> **Requirement**: In full and without alteration, write out the data below.

[Data for analysis — start]

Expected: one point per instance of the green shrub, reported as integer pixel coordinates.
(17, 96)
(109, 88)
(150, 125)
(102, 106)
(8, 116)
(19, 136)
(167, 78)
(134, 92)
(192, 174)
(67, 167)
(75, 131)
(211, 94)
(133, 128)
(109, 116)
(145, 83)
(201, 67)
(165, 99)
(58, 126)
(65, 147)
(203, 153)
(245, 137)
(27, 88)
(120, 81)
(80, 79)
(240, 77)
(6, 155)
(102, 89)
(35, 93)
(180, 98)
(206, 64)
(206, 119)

[Data for analysis — finish]

> **Answer to this task**:
Expected: one point per instance of the green shrub, reported as integer pixel coordinates.
(17, 96)
(109, 88)
(150, 125)
(102, 106)
(8, 116)
(19, 136)
(167, 78)
(134, 92)
(192, 174)
(67, 167)
(75, 131)
(211, 94)
(133, 128)
(109, 116)
(145, 83)
(201, 67)
(165, 99)
(58, 126)
(65, 147)
(203, 153)
(245, 137)
(27, 88)
(120, 81)
(80, 79)
(240, 77)
(6, 155)
(102, 89)
(35, 93)
(180, 98)
(206, 64)
(206, 119)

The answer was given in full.